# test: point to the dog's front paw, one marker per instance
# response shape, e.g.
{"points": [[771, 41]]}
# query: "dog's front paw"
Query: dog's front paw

• _REQUEST_:
Print every one of the entries above again, line for line, with no changes.

• _TASK OUTPUT_:
# test: point to the dog's front paw, one marker per instance
# response shape, e.g.
{"points": [[771, 41]]}
# query: "dog's front paw"
Query: dog's front paw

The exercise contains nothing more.